DATA LINES =>
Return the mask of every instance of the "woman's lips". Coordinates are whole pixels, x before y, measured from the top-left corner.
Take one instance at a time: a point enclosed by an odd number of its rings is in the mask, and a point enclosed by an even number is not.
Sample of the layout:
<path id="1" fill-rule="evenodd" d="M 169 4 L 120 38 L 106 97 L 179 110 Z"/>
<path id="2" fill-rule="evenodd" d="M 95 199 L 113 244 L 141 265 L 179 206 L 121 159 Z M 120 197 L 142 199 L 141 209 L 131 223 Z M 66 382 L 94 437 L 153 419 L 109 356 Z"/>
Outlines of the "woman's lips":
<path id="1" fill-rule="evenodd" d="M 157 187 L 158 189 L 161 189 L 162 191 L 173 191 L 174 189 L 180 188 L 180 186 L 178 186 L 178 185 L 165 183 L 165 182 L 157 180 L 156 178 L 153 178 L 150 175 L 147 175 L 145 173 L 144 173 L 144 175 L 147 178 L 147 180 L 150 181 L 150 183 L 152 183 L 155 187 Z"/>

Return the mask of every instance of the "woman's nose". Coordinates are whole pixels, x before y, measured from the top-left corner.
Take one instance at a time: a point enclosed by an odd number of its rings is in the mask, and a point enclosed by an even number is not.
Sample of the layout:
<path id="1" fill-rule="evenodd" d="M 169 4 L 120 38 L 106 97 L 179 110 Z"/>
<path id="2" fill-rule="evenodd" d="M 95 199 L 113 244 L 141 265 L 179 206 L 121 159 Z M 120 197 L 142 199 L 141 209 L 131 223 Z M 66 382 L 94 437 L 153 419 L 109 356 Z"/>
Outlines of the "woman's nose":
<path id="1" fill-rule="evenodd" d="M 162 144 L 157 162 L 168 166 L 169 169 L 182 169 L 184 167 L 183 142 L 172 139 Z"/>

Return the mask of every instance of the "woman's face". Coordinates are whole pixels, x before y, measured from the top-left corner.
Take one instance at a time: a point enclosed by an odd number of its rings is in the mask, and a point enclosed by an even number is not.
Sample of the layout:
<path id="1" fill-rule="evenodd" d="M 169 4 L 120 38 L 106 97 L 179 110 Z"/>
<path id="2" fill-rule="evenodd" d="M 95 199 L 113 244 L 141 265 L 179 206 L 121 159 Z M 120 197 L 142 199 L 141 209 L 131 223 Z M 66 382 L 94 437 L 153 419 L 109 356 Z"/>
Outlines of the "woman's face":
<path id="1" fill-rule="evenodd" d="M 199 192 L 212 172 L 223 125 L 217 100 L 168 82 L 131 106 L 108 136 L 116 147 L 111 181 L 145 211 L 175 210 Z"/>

WHAT THE TASK REQUIRES =>
Starting at the first line of the entries and stopping after the line that contains "157 187 L 158", put each line into a JSON list as a separate string, leaving out blank lines.

REPLY =>
[
  "Return the mask of every instance of the \"woman's lips\". Coordinates are whole pixels, x before y, measured from the top-left corner.",
  "Take one instance at a time: a point enclosed by an odd number of its rings is in the mask, and a point enclosed by an even number is not.",
  "Sample of the layout:",
  "<path id=\"1\" fill-rule=\"evenodd\" d=\"M 169 4 L 120 38 L 106 97 L 179 110 Z\"/>",
  "<path id=\"2\" fill-rule=\"evenodd\" d=\"M 95 199 L 113 244 L 141 265 L 179 206 L 121 159 Z M 120 197 L 142 199 L 141 209 L 131 223 Z M 66 382 L 94 437 L 153 419 L 109 356 Z\"/>",
  "Outlines of the \"woman's lips\":",
  "<path id=\"1\" fill-rule=\"evenodd\" d=\"M 157 187 L 158 189 L 161 189 L 162 191 L 173 191 L 174 189 L 180 188 L 180 186 L 178 186 L 178 185 L 165 183 L 165 182 L 157 180 L 156 178 L 153 178 L 150 175 L 147 175 L 145 173 L 144 173 L 144 175 L 147 178 L 147 180 L 150 181 L 150 183 L 152 183 L 155 187 Z\"/>"
]